Copy out the listing below exactly, please, and skip any pictures.

::::::

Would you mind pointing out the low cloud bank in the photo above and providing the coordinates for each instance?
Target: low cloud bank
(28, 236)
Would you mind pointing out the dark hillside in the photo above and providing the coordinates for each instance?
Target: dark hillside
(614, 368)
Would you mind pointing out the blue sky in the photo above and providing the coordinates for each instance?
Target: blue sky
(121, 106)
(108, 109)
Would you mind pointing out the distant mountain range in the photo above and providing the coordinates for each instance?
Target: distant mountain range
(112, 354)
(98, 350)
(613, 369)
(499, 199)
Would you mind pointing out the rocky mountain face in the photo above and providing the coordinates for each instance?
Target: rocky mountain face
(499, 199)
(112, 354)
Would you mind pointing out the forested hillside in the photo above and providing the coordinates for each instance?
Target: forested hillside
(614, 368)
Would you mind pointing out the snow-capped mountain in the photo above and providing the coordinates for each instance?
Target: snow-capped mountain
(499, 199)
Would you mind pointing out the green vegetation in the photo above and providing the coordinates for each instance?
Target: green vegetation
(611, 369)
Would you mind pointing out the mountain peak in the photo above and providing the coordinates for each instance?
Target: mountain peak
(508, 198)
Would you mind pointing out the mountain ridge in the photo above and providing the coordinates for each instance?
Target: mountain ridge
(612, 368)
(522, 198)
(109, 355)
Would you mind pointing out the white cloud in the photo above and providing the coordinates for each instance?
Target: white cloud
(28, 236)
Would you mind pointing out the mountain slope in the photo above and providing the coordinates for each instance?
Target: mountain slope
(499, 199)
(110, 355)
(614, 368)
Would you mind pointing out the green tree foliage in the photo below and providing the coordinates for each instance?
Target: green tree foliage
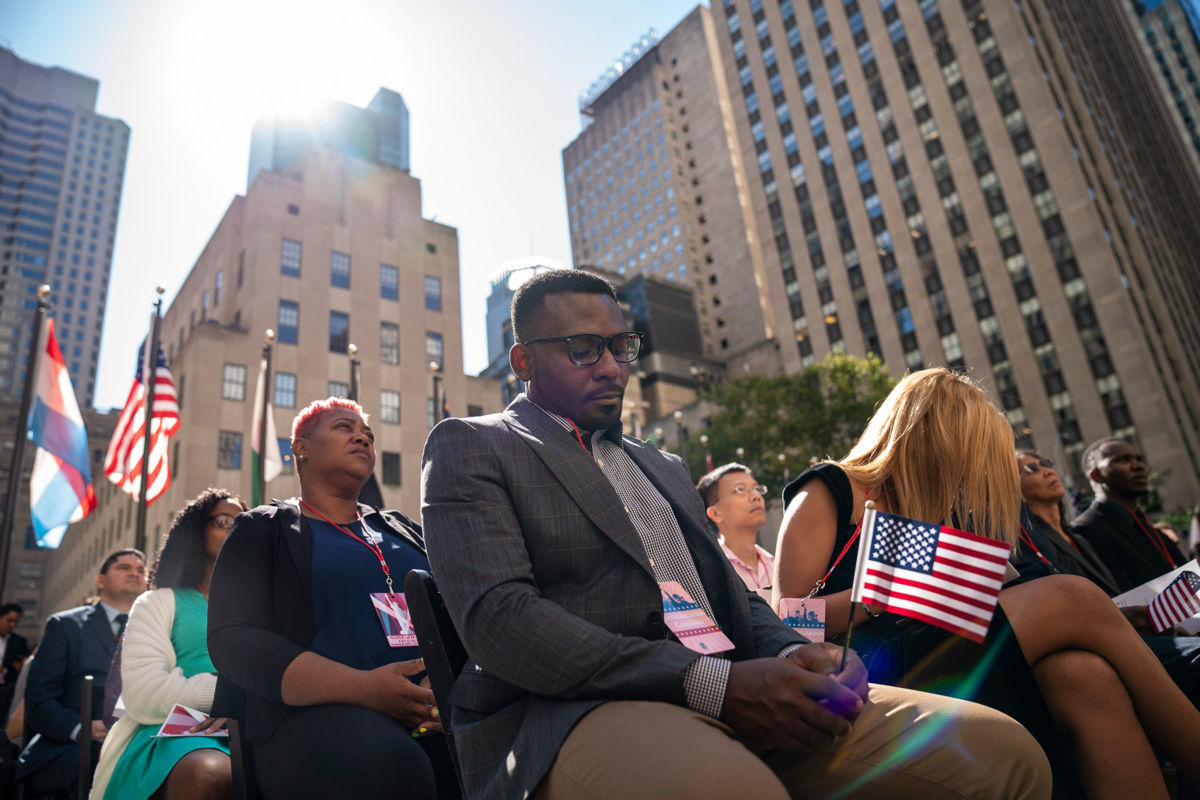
(817, 413)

::::::

■ **Final answer**:
Would you mind pointing out the low cloud bank in the photo above and providing the coordinates for each instance?
Target: low cloud bank
(28, 236)
Would you mind pointing out the dark hillside in the photo above and providing the coordinates for each instance?
Target: dark hillside
(614, 368)
Would you mind pointing out the blue sky in the photo above and providing the coordinates for each instance?
Target: blue sky
(121, 106)
(108, 109)
Would you mind pointing out the distant mountain range in the photo above and providing the coordinates for each instance?
Target: distant mountain range
(112, 354)
(98, 350)
(613, 369)
(499, 199)
Would you mind pointing out the rocky mountain face in the photo above and providing the coordinates for each instance?
Target: rocky mountain face
(499, 199)
(112, 354)
Would you mind pointing out the forested hillside in the photo above and providing the coordinates for each instance?
Target: forested hillside
(614, 368)
Would you mind pointing out the snow-capped mountain in the photo above and providing the coordinates for each instance?
Target: snow-capped mountain
(499, 199)
Would you mind pointing out the green vegetation in the photo above and providing the coordinates for each instance?
Target: green vegetation
(611, 369)
Would you mind pointing out the mountain peak in the photo above and providing the coordinates for each instance?
Target: mountain peak
(508, 198)
Would you mind pointing out the mountain ridge in the photo above and providing the coordinates for each instance?
Target: mountain ridge
(612, 368)
(522, 198)
(109, 355)
Would you mind pointing out the white cloud in the photo above and providing the coordinates for each instance?
Target: white cloud
(28, 236)
Would you mind pointing out the mountain slope in the photo above and providing the coordinates for each instance?
Target: mountain slope
(499, 199)
(110, 355)
(614, 368)
Would you mind pointing out the green tree foliage in the photo below and providing the coordinates for each instance?
Target: green tree foliage
(817, 413)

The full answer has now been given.